**本文**

しかし、固有値を「名前」に登録することで、名前の内容を編集すれば、すべての影響範囲に変更を反映できるようになります!
「名前の管理」⇒「新規作成」⇒「新しい名前」ダイアログで『消費税』という「名前」を作成しましょう。「参照範囲」に「A1」などのセルの場所ではなく、固有値を入力します。今回は税込の金額を計算するので、「=1.08」と入力します。
全員の売上の金額であるC7:E7には『合計』、消費税を含めた金額を表す1.08には『消費税』という名前を付け、F8に「=SUM(合計)*消費税」と入力してみましょう。『合計』と『消費税』の2つの「名前」を用いることで、「=SUM(C7:E7)*1.08」と同じ計算がされます。
「名前」をうまく使うことで、数字を使わずに関数で計算をすることができました。

**課題一覧**
(a) 「名前」機能についての本文では、『消費税』という名前の「参照範囲」に何を入力していますか。
(b) 「名前」機能についての本文を、最後の文のあとから書き継ぎなさい。
このあとのリストは、本文の内容とは関係がありません。

**提供情報**
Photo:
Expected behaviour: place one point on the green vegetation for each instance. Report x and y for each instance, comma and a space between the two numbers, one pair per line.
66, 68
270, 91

**課題別解答**
(a) 「=1.08」を入力しています。

(b)
また、今後、消費税が10%になったときは、「名前の管理」から『消費税』の「参照範囲」を「=1.10」に変更すれば、『消費税』を参照している全ての関数に反映されます。
このように、セルや範囲、固有値に「名前」を付け活用することで、作業が効率化してわかりやすくなります。特に何重にも関数が入れ子になった長い数式を扱うときなどは、部分的に「名前」を代入することで、ミスを防ぎ、解読もしやすくなるのでおすすめです。
さいごに
「名前」について簡単にお伝えしましたが、いかがでしたでしょうか。
名前は知らなくても使わなくても特に問題ない機能ですが、使い方をちょっと工夫することでとても便利になる機能だと思います。やり方さえ覚えれば簡単にリストを作成することができ、業務効率があがりますので、ぜひご参考になさっていただければ幸いです。
次回は、「名前」の機能と前回の「プルダウンリスト」を応用してみたいと思います。
ありがとうございました。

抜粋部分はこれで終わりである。